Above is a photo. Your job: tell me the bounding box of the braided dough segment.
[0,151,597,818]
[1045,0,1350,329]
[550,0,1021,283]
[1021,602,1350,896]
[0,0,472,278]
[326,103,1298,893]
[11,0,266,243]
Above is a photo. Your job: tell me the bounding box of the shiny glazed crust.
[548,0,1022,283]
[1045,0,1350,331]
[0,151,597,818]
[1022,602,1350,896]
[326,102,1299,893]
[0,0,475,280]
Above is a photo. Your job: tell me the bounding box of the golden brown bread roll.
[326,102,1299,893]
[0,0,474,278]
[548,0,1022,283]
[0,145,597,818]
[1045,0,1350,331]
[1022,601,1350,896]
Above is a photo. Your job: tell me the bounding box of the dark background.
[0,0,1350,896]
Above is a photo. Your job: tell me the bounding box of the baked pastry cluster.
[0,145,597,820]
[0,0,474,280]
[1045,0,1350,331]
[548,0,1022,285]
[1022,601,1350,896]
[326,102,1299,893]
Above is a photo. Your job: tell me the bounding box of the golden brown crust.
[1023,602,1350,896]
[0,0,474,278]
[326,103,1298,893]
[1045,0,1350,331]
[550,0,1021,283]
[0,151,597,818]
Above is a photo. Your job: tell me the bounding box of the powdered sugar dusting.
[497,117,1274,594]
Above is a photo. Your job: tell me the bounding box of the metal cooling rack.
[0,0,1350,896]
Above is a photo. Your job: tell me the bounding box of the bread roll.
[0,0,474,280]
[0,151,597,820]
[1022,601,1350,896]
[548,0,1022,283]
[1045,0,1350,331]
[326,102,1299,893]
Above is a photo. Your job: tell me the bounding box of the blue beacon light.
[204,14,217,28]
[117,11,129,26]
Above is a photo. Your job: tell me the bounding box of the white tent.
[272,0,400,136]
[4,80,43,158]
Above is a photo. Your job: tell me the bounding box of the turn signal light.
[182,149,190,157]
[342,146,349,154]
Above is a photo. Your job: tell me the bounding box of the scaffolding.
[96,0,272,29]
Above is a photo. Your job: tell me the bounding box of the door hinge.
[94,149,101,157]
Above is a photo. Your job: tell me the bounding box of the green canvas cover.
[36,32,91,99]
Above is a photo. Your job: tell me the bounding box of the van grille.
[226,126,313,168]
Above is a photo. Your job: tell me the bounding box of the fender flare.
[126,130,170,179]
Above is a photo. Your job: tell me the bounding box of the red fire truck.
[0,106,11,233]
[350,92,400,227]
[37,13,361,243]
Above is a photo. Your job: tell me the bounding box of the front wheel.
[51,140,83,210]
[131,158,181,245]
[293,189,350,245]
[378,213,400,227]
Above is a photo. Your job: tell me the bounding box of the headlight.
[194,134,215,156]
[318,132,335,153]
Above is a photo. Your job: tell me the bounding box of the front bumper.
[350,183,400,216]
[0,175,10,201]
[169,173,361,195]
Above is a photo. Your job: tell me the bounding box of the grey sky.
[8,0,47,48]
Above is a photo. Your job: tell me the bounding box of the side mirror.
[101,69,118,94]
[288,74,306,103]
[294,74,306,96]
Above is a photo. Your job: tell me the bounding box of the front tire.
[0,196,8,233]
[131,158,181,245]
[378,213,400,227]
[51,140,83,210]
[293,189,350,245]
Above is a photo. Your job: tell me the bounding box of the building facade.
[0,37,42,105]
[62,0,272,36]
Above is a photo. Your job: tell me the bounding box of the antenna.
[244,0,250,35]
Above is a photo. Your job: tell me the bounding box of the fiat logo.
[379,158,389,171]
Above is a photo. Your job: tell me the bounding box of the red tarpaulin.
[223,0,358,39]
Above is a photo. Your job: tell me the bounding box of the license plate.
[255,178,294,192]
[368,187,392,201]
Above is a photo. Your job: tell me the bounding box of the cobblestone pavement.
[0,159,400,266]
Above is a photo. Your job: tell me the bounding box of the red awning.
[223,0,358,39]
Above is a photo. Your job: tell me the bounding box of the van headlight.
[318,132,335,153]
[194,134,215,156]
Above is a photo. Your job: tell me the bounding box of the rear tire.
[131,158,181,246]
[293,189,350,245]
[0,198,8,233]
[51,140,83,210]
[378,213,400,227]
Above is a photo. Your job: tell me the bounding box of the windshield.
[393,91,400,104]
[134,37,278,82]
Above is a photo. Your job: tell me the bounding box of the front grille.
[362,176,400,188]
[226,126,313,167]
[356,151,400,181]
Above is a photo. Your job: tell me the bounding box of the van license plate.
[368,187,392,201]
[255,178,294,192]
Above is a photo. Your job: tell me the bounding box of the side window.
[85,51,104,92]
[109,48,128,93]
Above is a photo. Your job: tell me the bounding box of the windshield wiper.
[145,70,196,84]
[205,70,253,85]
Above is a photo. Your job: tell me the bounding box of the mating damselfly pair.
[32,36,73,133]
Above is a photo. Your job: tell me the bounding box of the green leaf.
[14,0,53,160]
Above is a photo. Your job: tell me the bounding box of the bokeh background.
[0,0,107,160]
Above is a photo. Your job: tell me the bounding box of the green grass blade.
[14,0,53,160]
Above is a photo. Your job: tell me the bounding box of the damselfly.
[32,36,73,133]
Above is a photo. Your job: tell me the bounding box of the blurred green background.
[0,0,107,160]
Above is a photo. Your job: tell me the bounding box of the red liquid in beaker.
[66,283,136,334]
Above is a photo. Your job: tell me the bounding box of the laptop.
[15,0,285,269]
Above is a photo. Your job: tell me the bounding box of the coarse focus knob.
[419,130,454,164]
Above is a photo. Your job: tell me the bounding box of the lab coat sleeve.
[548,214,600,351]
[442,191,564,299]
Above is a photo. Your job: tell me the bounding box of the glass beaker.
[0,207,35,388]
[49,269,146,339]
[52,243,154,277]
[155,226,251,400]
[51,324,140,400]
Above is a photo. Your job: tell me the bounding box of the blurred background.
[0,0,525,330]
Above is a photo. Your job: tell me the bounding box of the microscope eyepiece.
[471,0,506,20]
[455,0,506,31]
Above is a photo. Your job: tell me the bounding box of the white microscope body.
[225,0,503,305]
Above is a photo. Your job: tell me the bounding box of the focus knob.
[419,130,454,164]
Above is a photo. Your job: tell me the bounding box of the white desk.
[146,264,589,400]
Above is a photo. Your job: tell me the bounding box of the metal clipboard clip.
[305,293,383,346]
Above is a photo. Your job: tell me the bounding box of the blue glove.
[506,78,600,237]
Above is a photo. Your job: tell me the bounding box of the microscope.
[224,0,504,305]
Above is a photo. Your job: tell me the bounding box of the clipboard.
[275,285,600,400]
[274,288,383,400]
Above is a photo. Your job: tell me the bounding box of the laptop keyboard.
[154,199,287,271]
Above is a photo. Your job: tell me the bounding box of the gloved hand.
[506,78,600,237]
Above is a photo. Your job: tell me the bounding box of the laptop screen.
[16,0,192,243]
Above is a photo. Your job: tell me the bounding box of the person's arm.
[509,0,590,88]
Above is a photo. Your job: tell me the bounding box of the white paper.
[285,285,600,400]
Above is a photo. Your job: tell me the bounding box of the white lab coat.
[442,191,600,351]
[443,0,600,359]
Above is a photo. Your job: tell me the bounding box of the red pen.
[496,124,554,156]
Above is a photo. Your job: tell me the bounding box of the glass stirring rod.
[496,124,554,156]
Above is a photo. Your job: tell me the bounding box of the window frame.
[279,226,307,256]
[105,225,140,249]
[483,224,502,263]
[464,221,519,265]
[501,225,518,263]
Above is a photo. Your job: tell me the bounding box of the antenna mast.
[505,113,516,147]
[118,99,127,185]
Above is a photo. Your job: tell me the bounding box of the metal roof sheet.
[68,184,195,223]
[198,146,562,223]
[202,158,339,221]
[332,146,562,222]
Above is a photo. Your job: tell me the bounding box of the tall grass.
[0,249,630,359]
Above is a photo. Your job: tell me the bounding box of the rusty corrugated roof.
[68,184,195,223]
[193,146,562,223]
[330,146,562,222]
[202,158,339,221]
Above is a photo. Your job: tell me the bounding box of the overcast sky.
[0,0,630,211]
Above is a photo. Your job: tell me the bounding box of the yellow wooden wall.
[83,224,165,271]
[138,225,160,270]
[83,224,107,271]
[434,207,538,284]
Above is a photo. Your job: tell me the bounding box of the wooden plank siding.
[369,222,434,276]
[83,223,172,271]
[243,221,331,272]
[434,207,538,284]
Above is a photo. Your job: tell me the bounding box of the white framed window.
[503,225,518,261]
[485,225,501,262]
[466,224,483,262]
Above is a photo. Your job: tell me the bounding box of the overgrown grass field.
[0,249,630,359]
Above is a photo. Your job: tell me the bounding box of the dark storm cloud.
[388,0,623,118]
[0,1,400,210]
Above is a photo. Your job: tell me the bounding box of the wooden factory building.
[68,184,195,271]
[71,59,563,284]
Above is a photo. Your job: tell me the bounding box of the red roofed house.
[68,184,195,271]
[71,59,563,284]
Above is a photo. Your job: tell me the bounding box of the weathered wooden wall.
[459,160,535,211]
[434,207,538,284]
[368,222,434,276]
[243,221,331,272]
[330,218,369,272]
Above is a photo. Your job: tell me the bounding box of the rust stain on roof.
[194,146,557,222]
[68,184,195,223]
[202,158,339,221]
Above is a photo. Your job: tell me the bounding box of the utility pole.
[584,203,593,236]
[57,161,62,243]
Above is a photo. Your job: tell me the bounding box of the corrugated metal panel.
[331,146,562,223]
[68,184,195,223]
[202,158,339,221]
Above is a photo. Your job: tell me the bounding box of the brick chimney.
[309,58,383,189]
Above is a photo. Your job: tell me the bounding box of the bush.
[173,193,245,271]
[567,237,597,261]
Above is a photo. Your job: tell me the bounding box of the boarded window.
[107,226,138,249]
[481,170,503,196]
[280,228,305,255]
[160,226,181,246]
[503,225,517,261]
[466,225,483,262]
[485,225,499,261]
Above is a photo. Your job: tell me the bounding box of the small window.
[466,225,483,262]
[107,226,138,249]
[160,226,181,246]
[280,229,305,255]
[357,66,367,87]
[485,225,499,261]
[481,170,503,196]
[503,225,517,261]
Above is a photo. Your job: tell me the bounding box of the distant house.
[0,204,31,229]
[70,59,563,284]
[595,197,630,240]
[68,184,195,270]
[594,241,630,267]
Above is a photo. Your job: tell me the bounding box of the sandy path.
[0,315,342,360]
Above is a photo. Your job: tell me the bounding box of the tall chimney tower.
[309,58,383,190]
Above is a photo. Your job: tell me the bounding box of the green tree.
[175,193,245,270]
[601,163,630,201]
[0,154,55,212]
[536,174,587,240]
#####
Put the lines of the records above into a Markdown table with the columns Position and Text, starting with the line that contains "the red pen." and going on through the line that contains "[118,99,127,185]". Include only those lines, give each row a number, and leave out blank lines.

◆ FULL SOLUTION ◆
| Position | Text |
|---|---|
| 1 | Above is a photo. Your job: tell me the bounding box of the red pen. |
| 2 | [496,124,554,156] |
| 3 | Above is a photo. Your job: tell me the bounding box of the glass stirring rod. |
| 4 | [496,124,554,156] |
| 5 | Above is a photo. Your job: tell me the bounding box of the window frame. |
| 6 | [279,226,307,256] |
| 7 | [105,225,140,249] |
| 8 | [483,224,502,263] |
| 9 | [464,221,519,265] |
| 10 | [501,225,518,263] |
| 11 | Above is a photo. Your job: tell me the bounding box of the antenna mast. |
| 12 | [505,113,516,147] |
| 13 | [118,99,127,185] |